**Direction:** Pull out every line in the items below that contains the word "black", and copy each one in full.

**Data in this exercise:**
━━━━━━━━━━━━━━━━
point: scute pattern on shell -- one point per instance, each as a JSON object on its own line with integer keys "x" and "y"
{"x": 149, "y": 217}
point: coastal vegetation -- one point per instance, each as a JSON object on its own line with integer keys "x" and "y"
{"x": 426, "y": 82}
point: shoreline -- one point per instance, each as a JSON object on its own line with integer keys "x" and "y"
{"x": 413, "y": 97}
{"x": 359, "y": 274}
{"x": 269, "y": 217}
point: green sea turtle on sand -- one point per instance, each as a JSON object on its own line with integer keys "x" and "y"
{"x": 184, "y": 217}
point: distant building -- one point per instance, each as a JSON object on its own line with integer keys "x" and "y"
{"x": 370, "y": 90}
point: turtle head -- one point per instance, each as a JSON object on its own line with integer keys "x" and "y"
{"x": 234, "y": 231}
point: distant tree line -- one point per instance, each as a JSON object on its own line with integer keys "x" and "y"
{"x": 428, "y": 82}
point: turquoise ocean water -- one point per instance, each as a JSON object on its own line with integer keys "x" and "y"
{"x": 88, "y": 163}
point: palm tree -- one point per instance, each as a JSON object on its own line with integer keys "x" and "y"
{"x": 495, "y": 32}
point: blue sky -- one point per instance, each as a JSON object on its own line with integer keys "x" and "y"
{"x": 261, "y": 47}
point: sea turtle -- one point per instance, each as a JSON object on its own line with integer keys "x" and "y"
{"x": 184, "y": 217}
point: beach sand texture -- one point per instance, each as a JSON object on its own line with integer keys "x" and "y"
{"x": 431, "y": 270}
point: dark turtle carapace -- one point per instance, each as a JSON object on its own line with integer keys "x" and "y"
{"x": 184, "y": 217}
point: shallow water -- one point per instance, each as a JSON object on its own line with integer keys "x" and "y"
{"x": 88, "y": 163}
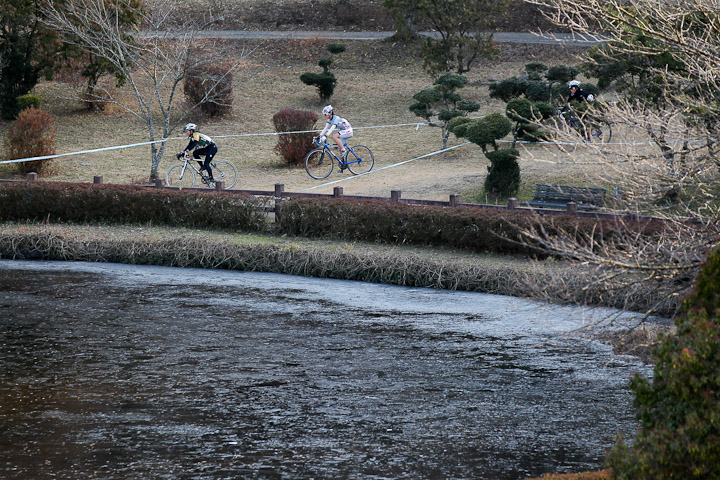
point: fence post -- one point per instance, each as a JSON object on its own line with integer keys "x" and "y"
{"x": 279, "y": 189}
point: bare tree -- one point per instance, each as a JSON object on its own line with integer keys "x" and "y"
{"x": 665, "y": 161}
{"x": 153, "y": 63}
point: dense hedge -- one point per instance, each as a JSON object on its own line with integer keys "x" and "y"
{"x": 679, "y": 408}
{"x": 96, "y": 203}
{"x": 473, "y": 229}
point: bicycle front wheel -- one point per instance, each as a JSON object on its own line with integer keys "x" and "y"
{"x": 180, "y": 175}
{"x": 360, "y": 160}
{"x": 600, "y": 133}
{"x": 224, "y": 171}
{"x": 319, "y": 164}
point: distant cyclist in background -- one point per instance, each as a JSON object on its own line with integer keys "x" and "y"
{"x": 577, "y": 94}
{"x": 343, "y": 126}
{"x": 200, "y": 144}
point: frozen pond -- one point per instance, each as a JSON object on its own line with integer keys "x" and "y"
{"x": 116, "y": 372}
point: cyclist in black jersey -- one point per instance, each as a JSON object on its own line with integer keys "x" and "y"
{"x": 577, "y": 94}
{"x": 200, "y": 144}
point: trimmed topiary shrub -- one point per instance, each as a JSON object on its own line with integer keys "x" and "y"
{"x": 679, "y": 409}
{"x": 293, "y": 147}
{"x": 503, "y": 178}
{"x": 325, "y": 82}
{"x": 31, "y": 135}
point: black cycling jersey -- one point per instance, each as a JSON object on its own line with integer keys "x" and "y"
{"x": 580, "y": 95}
━━━━━━━━━━━━━━━━
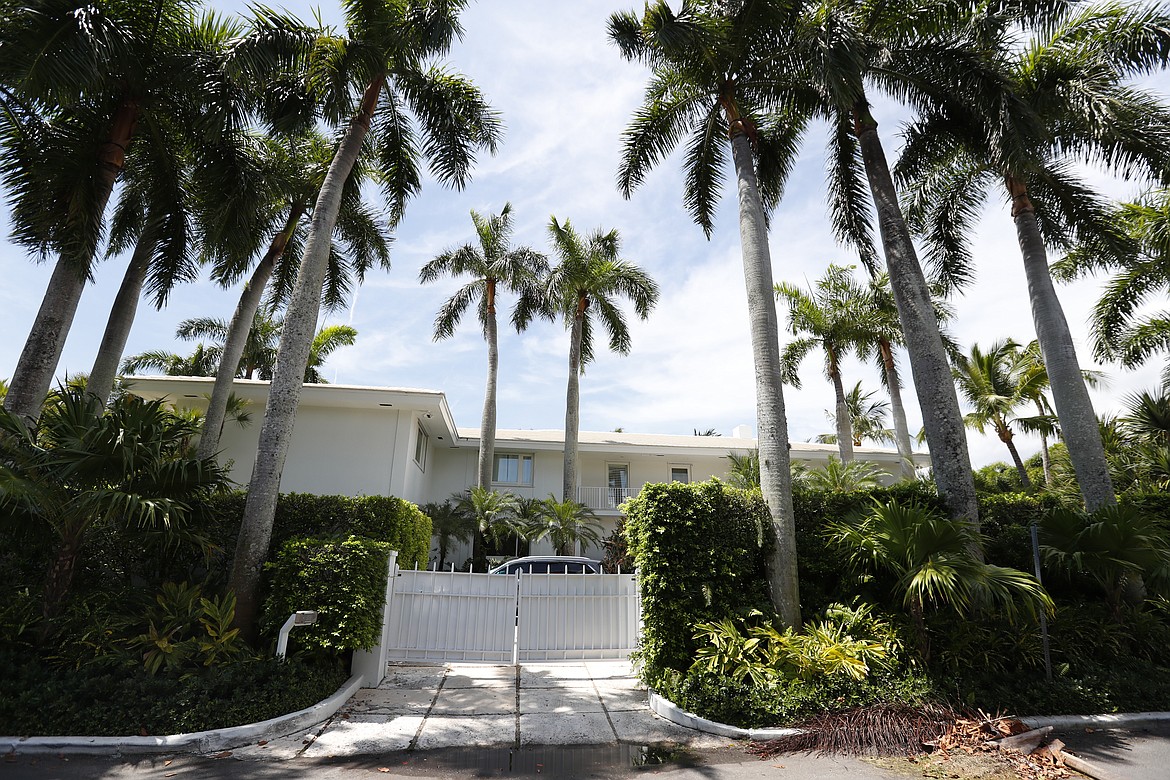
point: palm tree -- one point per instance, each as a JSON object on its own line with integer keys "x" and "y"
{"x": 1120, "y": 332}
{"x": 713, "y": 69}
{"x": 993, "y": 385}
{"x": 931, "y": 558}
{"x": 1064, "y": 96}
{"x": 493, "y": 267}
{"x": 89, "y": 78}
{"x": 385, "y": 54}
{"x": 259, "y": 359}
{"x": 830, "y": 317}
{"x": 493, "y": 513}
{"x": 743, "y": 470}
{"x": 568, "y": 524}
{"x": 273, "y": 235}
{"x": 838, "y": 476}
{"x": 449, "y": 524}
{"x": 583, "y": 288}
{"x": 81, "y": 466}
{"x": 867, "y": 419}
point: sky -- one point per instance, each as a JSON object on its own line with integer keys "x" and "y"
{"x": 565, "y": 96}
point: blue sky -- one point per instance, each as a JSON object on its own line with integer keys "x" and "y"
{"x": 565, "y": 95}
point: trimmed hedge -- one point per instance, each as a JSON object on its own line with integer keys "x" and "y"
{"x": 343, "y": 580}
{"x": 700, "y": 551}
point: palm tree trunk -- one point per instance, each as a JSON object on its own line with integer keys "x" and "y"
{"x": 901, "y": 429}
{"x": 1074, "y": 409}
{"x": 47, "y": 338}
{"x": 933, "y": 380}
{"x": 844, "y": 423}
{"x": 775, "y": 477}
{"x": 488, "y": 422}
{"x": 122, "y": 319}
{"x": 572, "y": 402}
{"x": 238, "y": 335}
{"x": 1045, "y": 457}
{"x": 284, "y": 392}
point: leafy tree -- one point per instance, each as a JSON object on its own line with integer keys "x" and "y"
━━━━━━━━━━━━━━━━
**Answer to the task:**
point: cyclist in black jersey -- one point per instance, each as a JSON object on its own line with integer keys "x" and "y"
point: black cycling jersey -- one point per instance, each as a JSON object on its own line with integer keys "x" and "y"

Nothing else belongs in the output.